[Registros de formas etiquetadas]
# # #

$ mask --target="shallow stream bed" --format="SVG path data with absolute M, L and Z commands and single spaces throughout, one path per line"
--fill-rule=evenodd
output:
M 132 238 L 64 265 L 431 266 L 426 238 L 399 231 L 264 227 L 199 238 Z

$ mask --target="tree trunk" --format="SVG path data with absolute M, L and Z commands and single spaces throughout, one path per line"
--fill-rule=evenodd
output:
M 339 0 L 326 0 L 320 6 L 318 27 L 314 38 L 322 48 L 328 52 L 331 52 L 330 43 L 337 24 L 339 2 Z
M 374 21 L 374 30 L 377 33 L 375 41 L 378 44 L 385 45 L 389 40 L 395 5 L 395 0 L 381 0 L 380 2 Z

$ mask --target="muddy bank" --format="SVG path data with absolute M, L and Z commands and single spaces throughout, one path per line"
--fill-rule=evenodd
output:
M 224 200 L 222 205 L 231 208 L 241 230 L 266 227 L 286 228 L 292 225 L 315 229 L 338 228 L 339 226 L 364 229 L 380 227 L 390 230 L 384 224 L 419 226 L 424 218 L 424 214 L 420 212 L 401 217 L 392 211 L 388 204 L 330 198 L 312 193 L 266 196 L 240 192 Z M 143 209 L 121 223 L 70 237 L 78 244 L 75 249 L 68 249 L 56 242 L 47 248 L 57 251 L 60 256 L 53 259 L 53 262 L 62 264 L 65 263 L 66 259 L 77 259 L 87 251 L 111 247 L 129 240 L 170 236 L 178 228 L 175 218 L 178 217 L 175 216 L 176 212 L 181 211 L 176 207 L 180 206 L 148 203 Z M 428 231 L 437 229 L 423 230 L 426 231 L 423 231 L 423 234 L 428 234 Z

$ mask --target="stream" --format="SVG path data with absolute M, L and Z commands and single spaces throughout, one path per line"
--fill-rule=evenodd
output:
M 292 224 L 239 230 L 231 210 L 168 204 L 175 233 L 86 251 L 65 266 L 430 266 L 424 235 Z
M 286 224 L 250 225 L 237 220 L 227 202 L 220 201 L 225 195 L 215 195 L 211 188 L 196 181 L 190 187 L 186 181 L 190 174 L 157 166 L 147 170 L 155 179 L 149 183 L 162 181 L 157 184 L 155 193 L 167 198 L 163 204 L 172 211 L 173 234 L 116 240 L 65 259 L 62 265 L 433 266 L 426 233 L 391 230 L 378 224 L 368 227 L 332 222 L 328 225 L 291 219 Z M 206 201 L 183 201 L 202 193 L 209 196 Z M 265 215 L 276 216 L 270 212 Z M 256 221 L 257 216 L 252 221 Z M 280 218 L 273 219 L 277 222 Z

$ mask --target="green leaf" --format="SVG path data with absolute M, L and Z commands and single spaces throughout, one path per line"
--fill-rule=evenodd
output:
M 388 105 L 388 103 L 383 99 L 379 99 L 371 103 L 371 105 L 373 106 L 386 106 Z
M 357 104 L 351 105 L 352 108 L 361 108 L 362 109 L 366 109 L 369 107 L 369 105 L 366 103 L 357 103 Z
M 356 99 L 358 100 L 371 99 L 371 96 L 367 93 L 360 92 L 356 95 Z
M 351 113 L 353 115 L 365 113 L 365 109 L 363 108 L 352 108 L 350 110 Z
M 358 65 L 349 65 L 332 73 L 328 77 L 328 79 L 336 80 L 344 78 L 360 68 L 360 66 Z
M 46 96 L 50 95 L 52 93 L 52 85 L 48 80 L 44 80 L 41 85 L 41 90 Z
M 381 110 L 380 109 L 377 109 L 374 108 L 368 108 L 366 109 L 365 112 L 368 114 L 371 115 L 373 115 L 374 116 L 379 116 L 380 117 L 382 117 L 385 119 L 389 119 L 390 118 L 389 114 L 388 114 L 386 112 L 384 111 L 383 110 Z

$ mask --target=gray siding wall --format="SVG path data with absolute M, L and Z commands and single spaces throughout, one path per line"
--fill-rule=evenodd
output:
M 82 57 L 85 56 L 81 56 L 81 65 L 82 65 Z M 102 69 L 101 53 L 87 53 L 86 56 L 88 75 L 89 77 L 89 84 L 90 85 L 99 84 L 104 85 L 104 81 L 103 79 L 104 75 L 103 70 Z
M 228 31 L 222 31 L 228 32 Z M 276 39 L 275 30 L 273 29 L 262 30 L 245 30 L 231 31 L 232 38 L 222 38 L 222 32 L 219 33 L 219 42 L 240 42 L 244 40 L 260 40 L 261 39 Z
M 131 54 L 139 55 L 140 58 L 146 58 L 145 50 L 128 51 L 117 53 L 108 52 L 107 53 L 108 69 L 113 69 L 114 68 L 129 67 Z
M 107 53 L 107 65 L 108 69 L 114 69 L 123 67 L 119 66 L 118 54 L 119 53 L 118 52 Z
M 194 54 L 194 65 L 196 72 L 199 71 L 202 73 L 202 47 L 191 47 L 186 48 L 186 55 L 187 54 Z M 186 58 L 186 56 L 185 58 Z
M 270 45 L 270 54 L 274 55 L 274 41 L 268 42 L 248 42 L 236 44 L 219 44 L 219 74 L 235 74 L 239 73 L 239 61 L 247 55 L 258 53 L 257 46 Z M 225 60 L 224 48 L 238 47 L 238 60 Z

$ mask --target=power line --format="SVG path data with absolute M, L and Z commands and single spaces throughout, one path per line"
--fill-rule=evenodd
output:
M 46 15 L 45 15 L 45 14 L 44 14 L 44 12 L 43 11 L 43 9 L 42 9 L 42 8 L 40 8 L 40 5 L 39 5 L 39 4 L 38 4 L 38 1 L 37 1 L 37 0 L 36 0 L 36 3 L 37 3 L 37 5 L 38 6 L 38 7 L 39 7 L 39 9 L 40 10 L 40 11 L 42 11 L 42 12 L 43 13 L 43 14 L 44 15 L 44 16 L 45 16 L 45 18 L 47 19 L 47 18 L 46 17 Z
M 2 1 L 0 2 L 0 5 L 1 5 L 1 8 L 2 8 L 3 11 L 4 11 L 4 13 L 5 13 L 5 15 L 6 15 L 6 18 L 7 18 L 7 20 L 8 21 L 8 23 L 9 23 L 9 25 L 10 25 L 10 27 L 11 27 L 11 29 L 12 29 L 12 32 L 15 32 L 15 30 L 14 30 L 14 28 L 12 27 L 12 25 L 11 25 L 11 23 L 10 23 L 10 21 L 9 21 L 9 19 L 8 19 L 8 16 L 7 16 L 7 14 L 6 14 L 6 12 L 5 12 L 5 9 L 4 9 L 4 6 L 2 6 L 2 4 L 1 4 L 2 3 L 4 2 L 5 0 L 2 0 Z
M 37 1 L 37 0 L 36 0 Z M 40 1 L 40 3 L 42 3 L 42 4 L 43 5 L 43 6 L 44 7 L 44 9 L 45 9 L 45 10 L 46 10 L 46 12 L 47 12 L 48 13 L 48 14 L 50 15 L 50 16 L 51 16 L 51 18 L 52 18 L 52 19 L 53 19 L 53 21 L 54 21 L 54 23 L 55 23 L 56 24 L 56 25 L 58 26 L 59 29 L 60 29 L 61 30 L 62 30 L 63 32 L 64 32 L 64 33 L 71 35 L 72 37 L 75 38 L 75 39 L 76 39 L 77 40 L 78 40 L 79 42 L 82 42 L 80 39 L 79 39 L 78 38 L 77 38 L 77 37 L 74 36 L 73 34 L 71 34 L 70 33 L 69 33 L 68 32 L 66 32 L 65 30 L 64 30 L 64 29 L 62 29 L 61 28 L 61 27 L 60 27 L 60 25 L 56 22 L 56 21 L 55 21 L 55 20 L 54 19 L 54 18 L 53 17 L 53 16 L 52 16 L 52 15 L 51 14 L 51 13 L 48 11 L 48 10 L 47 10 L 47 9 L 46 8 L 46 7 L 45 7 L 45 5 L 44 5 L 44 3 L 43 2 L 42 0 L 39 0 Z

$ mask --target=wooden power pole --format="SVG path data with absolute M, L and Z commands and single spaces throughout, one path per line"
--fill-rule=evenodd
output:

# # #

Desplaza las coordenadas de los contornos sumando 84 a cada una en las líneas de los registros que van desde la que contiene "mask --target=power line" hasta la que contiene "M 2 1 L 0 2", ambas incluidas. Reproduce completas solo esas líneas y deja todo lo demás sin cambios.

Resultado del ejercicio ->
$ mask --target=power line --format="SVG path data with absolute M, L and Z commands and single spaces throughout, one path per line"
--fill-rule=evenodd
output:
M 130 99 L 129 99 L 129 98 L 128 98 L 128 96 L 127 95 L 127 93 L 126 93 L 126 92 L 124 92 L 124 89 L 123 89 L 123 88 L 122 88 L 122 85 L 121 85 L 121 84 L 120 84 L 120 87 L 121 87 L 121 89 L 122 90 L 122 91 L 123 91 L 123 93 L 124 94 L 124 95 L 126 95 L 126 96 L 127 97 L 127 98 L 128 99 L 128 100 L 129 100 L 129 102 L 131 103 L 131 102 L 130 101 Z
M 86 85 L 84 86 L 84 89 L 85 89 L 85 92 L 86 92 L 87 95 L 88 95 L 88 97 L 89 97 L 89 99 L 90 99 L 90 102 L 91 102 L 91 104 L 92 105 L 92 107 L 93 107 L 93 109 L 94 109 L 94 111 L 95 111 L 95 113 L 96 113 L 96 116 L 99 116 L 99 114 L 98 114 L 98 112 L 96 111 L 96 109 L 95 109 L 95 107 L 94 107 L 94 105 L 93 105 L 93 103 L 92 103 L 92 100 L 91 100 L 91 98 L 90 98 L 90 96 L 89 96 L 89 93 L 88 93 L 88 90 L 86 90 L 86 88 L 85 88 L 86 87 L 88 86 L 89 84 L 86 84 Z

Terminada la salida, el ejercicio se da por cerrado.